[Problem to work on]
Please identify each line in the records below that contains the string "shirt", and copy every such line.

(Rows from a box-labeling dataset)
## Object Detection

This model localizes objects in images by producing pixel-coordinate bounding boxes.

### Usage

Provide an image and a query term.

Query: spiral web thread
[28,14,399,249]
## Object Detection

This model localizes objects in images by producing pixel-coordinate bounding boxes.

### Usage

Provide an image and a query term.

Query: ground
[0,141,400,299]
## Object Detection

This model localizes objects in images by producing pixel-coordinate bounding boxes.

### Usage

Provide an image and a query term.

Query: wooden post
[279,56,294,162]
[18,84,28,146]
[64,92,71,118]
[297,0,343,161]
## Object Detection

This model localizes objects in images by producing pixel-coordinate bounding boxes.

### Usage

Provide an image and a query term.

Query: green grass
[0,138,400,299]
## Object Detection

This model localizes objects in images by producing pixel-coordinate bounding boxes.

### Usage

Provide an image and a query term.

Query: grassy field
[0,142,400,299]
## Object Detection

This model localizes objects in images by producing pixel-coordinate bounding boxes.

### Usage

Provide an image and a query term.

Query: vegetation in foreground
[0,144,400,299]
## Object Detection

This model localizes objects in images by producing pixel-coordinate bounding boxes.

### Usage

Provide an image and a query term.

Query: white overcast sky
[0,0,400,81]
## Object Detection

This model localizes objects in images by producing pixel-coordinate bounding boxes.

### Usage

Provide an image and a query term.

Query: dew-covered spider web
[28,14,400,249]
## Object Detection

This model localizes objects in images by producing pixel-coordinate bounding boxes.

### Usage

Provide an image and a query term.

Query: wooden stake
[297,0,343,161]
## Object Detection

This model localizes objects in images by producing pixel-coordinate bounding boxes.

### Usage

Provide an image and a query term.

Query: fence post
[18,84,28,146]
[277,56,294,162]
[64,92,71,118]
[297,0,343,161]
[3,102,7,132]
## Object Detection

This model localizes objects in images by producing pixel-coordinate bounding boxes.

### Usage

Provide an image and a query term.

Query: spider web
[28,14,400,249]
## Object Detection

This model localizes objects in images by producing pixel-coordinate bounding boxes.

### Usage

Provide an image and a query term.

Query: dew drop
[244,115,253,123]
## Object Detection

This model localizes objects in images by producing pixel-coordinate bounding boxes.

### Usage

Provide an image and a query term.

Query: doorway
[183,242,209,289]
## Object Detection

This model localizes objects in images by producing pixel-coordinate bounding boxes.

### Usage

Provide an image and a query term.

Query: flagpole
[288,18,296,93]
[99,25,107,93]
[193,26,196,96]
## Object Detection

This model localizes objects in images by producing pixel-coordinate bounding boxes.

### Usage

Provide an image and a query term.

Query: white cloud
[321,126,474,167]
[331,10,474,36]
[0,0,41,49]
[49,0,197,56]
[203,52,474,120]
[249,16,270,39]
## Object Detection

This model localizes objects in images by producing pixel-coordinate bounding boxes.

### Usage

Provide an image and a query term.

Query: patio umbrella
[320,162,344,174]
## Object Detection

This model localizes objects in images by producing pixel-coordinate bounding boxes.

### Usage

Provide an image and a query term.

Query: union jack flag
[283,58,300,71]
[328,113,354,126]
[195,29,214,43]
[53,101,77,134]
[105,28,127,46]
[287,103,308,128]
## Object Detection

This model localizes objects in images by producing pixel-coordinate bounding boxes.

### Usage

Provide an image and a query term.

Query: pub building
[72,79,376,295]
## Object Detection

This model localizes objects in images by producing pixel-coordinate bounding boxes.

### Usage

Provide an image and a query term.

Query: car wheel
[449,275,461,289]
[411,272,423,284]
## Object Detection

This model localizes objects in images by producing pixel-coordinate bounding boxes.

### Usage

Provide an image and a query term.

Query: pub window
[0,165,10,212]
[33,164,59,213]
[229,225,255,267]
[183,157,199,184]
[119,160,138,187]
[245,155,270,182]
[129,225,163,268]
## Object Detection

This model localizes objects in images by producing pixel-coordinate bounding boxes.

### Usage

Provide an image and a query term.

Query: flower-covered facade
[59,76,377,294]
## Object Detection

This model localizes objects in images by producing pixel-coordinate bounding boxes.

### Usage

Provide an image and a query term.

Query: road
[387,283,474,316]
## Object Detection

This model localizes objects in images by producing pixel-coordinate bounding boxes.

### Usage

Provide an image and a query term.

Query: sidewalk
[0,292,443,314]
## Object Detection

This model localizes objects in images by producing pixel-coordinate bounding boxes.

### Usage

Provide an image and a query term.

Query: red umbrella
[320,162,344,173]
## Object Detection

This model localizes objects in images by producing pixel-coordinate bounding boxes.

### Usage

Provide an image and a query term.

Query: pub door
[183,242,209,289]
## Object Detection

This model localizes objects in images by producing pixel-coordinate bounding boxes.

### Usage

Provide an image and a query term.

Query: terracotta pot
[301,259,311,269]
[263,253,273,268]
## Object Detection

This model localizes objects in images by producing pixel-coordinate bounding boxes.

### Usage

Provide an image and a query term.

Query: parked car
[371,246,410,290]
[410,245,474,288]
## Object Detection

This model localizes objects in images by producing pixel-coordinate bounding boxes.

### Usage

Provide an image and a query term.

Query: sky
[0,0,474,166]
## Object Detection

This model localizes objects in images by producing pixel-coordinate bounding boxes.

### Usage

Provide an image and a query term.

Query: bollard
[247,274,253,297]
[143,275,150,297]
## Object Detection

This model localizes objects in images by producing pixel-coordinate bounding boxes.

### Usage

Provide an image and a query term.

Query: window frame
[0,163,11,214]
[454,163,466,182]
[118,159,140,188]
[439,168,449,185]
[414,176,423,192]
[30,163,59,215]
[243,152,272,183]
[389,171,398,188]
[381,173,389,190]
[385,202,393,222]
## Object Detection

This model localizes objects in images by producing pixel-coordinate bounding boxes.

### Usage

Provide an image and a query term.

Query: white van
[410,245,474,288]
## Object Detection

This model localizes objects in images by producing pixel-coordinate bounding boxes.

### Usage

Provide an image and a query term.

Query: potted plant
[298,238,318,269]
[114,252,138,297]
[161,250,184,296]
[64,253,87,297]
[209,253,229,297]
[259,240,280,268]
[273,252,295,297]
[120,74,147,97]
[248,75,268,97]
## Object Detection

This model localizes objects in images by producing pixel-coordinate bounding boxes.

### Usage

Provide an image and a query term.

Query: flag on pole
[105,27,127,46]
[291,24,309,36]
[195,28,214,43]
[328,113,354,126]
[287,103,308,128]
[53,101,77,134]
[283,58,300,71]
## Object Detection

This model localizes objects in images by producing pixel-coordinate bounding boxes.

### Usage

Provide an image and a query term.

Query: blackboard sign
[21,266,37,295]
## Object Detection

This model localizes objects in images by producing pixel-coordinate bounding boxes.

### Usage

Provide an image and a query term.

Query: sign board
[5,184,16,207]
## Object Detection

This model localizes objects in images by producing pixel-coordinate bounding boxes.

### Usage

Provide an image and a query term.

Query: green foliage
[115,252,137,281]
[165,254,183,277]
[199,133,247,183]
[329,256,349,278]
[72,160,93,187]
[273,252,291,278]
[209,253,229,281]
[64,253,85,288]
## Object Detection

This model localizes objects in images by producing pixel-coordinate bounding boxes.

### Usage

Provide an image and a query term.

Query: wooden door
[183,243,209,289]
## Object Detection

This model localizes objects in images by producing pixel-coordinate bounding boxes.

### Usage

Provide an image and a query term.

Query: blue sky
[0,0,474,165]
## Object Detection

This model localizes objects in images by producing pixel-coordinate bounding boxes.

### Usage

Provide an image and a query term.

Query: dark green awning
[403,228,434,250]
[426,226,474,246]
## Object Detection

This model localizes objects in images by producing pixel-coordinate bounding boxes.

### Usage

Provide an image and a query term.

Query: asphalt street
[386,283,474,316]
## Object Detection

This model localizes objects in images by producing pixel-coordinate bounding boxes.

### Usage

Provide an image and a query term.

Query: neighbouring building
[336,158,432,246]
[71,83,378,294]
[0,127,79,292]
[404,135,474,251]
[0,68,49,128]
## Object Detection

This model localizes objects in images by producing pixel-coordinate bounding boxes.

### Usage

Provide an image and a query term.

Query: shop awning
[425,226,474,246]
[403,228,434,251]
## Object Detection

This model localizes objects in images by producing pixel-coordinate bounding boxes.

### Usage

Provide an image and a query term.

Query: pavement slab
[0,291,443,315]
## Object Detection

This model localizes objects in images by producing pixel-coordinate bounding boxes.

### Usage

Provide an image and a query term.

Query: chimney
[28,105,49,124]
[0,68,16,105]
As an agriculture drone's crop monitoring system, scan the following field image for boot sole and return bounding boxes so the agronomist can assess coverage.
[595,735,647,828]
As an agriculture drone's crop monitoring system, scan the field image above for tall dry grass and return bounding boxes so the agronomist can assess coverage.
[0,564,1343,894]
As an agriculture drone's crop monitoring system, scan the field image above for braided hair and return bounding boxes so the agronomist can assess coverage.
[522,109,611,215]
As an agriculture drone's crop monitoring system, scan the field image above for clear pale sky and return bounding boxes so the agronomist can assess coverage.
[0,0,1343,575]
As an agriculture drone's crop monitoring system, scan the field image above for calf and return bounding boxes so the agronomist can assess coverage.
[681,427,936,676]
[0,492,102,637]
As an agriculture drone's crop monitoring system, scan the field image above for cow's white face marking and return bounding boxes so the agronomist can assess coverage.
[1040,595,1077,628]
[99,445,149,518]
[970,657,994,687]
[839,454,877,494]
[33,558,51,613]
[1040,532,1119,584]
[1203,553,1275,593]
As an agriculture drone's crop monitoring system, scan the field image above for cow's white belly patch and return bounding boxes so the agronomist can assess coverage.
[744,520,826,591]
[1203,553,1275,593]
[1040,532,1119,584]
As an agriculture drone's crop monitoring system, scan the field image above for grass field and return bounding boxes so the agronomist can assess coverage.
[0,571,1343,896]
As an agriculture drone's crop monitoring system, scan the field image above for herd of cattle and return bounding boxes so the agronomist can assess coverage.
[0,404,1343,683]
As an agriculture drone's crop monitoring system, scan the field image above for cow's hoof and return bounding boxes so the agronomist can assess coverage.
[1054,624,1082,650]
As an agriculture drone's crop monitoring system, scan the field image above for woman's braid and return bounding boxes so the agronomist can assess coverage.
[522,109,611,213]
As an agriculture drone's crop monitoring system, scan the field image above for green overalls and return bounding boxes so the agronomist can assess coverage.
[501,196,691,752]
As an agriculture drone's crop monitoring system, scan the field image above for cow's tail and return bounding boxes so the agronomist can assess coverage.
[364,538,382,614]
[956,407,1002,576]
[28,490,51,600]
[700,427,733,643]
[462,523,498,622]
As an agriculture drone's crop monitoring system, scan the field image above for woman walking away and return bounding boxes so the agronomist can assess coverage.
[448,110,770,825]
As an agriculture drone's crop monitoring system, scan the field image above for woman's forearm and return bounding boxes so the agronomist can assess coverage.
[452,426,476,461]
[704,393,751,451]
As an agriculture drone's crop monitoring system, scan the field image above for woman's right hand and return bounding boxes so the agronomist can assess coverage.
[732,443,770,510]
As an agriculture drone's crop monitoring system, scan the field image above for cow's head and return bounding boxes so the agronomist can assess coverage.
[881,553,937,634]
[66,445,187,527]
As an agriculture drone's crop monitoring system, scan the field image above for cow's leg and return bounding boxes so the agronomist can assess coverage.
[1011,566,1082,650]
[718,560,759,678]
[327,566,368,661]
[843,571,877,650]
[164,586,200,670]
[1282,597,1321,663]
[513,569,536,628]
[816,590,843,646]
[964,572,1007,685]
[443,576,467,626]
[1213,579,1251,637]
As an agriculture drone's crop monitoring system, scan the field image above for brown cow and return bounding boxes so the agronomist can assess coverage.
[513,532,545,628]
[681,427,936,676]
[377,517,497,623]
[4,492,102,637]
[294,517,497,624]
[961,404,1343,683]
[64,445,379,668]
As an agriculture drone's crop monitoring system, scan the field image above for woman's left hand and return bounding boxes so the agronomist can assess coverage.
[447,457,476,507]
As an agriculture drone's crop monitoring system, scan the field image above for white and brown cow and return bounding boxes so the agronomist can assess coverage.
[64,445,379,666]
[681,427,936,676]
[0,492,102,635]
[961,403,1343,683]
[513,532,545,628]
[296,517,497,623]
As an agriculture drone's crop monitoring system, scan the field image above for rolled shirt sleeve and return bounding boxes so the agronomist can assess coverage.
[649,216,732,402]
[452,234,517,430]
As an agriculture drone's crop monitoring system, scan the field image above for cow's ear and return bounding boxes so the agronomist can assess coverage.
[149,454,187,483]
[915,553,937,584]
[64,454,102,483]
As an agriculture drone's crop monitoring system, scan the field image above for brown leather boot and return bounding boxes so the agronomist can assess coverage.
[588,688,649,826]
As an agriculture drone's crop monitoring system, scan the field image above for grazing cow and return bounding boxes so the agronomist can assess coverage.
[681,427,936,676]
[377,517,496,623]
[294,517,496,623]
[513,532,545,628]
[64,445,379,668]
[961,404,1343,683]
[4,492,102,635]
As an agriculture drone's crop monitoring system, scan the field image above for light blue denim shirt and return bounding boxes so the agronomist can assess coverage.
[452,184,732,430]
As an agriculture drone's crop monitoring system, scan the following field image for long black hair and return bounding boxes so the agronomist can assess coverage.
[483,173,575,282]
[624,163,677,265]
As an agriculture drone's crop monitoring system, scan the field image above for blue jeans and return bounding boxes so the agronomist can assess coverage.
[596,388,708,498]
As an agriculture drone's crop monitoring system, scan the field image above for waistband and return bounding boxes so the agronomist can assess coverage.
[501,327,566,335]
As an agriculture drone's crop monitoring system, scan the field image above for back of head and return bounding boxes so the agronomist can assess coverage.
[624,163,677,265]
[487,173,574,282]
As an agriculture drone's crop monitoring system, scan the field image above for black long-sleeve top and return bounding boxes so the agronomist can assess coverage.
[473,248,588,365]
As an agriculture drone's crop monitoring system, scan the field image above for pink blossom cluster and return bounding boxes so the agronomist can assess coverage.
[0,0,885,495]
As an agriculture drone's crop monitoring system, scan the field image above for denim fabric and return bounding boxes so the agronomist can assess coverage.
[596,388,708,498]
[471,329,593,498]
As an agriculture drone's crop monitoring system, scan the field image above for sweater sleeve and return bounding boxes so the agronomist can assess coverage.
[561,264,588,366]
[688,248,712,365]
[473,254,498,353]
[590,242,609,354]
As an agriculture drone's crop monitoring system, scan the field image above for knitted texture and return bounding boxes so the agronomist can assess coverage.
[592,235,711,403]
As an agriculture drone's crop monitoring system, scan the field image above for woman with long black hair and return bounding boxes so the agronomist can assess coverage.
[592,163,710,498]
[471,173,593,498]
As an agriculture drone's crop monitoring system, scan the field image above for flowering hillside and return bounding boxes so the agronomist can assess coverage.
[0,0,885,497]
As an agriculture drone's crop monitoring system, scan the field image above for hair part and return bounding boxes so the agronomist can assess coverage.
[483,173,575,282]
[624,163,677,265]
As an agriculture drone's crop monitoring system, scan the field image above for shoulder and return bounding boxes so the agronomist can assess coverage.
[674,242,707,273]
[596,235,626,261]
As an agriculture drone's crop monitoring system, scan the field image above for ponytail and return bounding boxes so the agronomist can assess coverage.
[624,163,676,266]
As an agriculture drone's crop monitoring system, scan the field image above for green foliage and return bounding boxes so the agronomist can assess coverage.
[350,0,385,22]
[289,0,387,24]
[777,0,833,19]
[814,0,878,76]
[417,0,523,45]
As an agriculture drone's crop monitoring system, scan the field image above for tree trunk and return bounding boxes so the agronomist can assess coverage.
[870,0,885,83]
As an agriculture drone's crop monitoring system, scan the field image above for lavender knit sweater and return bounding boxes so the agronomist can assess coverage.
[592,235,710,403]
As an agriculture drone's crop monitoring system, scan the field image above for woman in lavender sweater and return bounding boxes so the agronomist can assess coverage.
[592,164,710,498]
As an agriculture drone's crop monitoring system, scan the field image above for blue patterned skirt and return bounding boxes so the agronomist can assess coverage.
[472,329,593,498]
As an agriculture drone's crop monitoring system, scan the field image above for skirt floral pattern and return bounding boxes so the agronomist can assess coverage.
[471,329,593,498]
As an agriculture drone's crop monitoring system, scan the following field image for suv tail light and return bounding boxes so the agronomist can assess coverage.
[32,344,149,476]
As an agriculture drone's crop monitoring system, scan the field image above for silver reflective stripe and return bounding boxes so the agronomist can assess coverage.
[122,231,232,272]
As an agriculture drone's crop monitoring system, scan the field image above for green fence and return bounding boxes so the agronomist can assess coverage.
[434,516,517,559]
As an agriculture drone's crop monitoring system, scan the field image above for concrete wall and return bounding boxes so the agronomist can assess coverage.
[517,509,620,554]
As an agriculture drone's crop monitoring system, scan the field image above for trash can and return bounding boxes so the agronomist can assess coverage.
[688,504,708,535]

[Response below]
As an agriculture drone's crop monitoring system, scan the field image above for rolled shirt sleeve and return bounding boxes so the agronomist can assess coverage.
As an agriculture drone's crop monitoring system, scan the field image above for light blue denim shirt and return bounding boxes so the agronomist can assess coverage.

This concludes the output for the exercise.